## Task instructions
Can you quote every entry below word for word, leaving out the pictures?

## Information provided
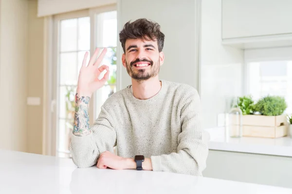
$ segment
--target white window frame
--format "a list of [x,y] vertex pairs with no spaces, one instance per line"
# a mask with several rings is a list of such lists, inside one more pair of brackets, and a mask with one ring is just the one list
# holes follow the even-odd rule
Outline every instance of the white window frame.
[[[62,14],[54,16],[49,16],[45,17],[44,24],[44,76],[43,82],[43,144],[42,154],[44,155],[55,156],[56,151],[56,143],[57,138],[56,126],[54,126],[52,123],[56,124],[56,119],[58,111],[56,107],[58,107],[56,97],[58,94],[56,90],[57,88],[57,83],[59,82],[59,76],[57,74],[59,72],[59,65],[57,63],[59,35],[58,35],[58,25],[59,21],[63,19],[68,19],[77,17],[90,16],[91,20],[91,55],[93,54],[96,47],[96,36],[97,29],[94,25],[95,15],[110,11],[117,10],[117,5],[113,4],[100,7],[93,8],[89,9],[77,11],[73,12]],[[92,28],[93,27],[93,28]],[[117,39],[118,40],[118,39]],[[119,56],[120,47],[117,43],[117,91],[121,88],[120,79],[120,60]],[[56,49],[58,48],[58,49]],[[57,73],[54,72],[57,72]],[[97,115],[94,108],[95,107],[95,96],[93,94],[91,99],[89,114],[91,126],[93,124]]]
[[292,61],[292,47],[246,49],[244,50],[244,94],[249,95],[249,68],[253,62]]

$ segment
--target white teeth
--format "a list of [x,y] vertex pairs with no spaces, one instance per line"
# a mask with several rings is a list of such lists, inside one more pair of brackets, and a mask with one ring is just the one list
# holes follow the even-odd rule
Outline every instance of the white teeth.
[[148,66],[149,64],[136,64],[136,65],[137,66]]

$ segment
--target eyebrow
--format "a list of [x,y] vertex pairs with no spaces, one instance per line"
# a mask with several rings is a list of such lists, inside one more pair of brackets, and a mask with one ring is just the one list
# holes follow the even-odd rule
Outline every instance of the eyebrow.
[[[152,47],[153,48],[155,48],[155,47],[154,47],[153,45],[151,44],[148,44],[148,45],[145,45],[143,46],[143,47]],[[131,45],[128,47],[127,49],[127,50],[128,50],[132,48],[137,48],[138,46],[136,45]]]

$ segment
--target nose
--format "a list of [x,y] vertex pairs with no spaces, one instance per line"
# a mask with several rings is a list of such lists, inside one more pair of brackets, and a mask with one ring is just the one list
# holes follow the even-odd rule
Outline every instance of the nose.
[[143,49],[140,49],[137,52],[137,58],[139,59],[140,60],[142,60],[143,58],[146,58],[146,56],[145,55],[145,53]]

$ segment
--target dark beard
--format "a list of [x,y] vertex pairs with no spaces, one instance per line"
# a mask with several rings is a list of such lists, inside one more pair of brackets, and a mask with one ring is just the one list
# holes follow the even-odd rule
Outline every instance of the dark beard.
[[156,63],[154,64],[153,61],[146,59],[144,59],[141,61],[146,61],[150,63],[150,69],[147,71],[145,69],[138,69],[138,72],[136,72],[136,71],[134,71],[133,68],[135,68],[135,67],[133,65],[133,64],[140,61],[140,60],[137,59],[135,61],[131,62],[129,65],[127,62],[126,62],[127,71],[128,74],[134,80],[141,82],[155,77],[159,73],[160,70],[159,60]]

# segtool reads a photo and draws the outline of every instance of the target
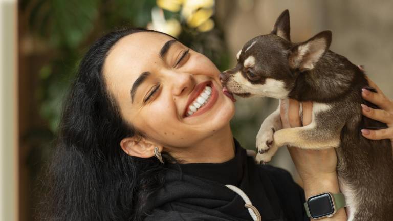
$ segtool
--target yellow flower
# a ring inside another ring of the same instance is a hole
[[[180,23],[175,19],[165,20],[162,9],[157,7],[151,10],[151,23],[147,25],[148,29],[164,32],[177,37],[182,32]]]
[[[206,21],[213,15],[212,9],[201,9],[188,17],[187,23],[191,28],[196,28]]]
[[[162,9],[177,12],[180,10],[183,2],[183,0],[157,0],[156,3],[158,7]]]
[[[214,6],[214,0],[184,0],[182,16],[188,19],[198,9],[212,8]]]
[[[205,32],[209,31],[214,27],[214,22],[213,20],[209,19],[198,26],[197,29],[201,32]]]

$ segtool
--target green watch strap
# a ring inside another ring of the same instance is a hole
[[[334,201],[334,204],[336,205],[335,210],[337,211],[339,209],[345,207],[346,205],[345,202],[345,198],[344,197],[344,194],[341,193],[329,193],[333,196],[333,200]],[[309,218],[311,217],[311,214],[310,214],[310,209],[309,209],[309,205],[307,205],[307,201],[304,204],[304,209],[305,209],[305,213],[307,214],[307,216]]]
[[[307,217],[310,218],[311,214],[310,214],[310,210],[309,209],[309,205],[307,205],[307,201],[304,203],[304,209],[305,209],[305,213],[307,214]]]
[[[345,198],[344,197],[344,194],[341,193],[331,193],[333,195],[333,200],[336,204],[336,211],[345,207],[346,205]]]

## Response to this task
$ segment
--target white window frame
--format "a list of [x,y] vertex pairs with no spaces, one instance per line"
# a mask with several rings is a list of such lists, inside one more pair of brackets, and a mask with one ring is just the one list
# holes follow the even-odd rule
Outline every instance of the white window frame.
[[[62,14],[54,16],[49,16],[45,17],[44,24],[44,76],[43,82],[43,144],[42,154],[44,155],[55,156],[56,151],[56,143],[57,138],[56,126],[54,126],[52,123],[56,124],[56,119],[58,111],[56,107],[58,107],[56,97],[58,94],[56,90],[57,88],[57,83],[59,82],[59,76],[57,74],[59,72],[59,65],[57,63],[59,35],[58,35],[58,25],[59,21],[63,19],[68,19],[77,17],[90,16],[91,20],[91,55],[93,54],[96,47],[96,36],[97,29],[94,25],[95,15],[110,11],[117,10],[117,5],[113,4],[100,7],[93,8],[89,9],[77,11],[73,12]],[[92,28],[93,27],[93,28]],[[117,39],[118,40],[118,39]],[[119,56],[120,47],[117,43],[117,91],[121,88],[120,79],[120,60]],[[56,49],[58,48],[58,49]],[[57,73],[54,72],[57,72]],[[97,115],[94,108],[95,107],[95,96],[93,94],[91,99],[89,114],[91,126],[93,124]]]
[[292,61],[292,47],[246,49],[244,50],[244,94],[249,95],[249,68],[253,62]]

$ segment
--target white teeth
--format "a list of [x,y] vertex pairs with no spaces, one instance per line"
# a mask with several rings is a list of such lists, inside one more pair of brackets, and a mask with one ring is just the one list
# holes follow the even-odd rule
Outline every instance of the white teeth.
[[148,66],[149,64],[136,64],[136,65],[137,66]]

$ segment
--target eyebrow
--format "a list of [x,y] vertex pairs with no spaces, one instance per line"
# a mask with several rings is a list of such lists, inside one more pair of brackets, and a mask with one ring is just the one list
# holes follow the even-odd rule
Outline every instance of the eyebrow.
[[[152,47],[153,48],[155,48],[155,47],[154,47],[153,45],[151,44],[148,44],[148,45],[145,45],[143,46],[143,47]],[[131,45],[128,47],[127,49],[127,50],[128,50],[132,48],[137,48],[138,46],[136,45]]]

$ segment
--target nose
--format "a list of [x,y] vertex pairs with no spaces, one instance per line"
# a mask with several rings is a list of such lists, inside one more pair of brackets, and a mask with one ring is just the one list
# holes follow the even-odd rule
Outline every instance of the nose.
[[143,49],[140,49],[137,52],[137,58],[139,59],[140,60],[142,60],[143,58],[146,58],[146,56],[145,55],[145,53]]

$ segment
--target dark beard
--format "a list of [x,y] vertex pairs with no spaces, one instance per line"
# a mask with several rings is a list of such lists, inside one more pair of brackets, and a mask with one ring is just the one list
# holes follow the even-odd rule
Outline every instance of the dark beard.
[[156,63],[154,64],[153,61],[146,59],[144,59],[141,61],[146,61],[150,63],[150,69],[147,71],[145,69],[138,69],[138,72],[136,72],[136,71],[134,71],[133,68],[135,68],[135,67],[133,65],[133,64],[140,61],[140,60],[137,59],[135,61],[131,62],[129,65],[127,62],[126,62],[127,71],[128,74],[134,80],[141,82],[155,77],[159,73],[160,70],[159,60]]

# segtool reads a photo and draws the outline of every instance of the target
$ segtool
--target yellow flower
# a ring inside another ring of the same instance is a hole
[[[180,23],[175,19],[165,20],[162,9],[157,7],[151,10],[151,23],[147,25],[148,29],[164,32],[177,37],[182,32]]]
[[[206,21],[213,15],[212,9],[201,9],[188,17],[187,23],[191,28],[196,28]]]
[[[162,9],[177,12],[180,10],[183,2],[183,0],[157,0],[156,3],[158,7]]]
[[[214,6],[214,0],[184,0],[182,16],[188,19],[198,9],[212,8]]]
[[[205,32],[209,31],[214,27],[214,22],[213,20],[209,19],[198,26],[197,29],[201,32]]]

$ segtool
--target green watch strap
# a ring inside another ring of the same instance is a hole
[[[334,201],[334,204],[336,205],[335,210],[337,211],[339,209],[345,207],[346,205],[345,202],[345,198],[344,197],[344,194],[341,193],[329,193],[333,196],[333,200]],[[309,218],[311,217],[311,214],[310,214],[310,209],[309,209],[309,205],[307,205],[307,201],[304,204],[304,209],[305,209],[305,213],[307,214],[307,216]]]
[[[307,217],[310,218],[311,214],[310,214],[310,210],[309,209],[309,205],[307,205],[307,201],[304,203],[304,209],[305,209],[305,213],[307,214]]]
[[[345,198],[344,197],[344,194],[341,193],[331,193],[333,195],[333,200],[336,204],[336,211],[345,207],[346,205]]]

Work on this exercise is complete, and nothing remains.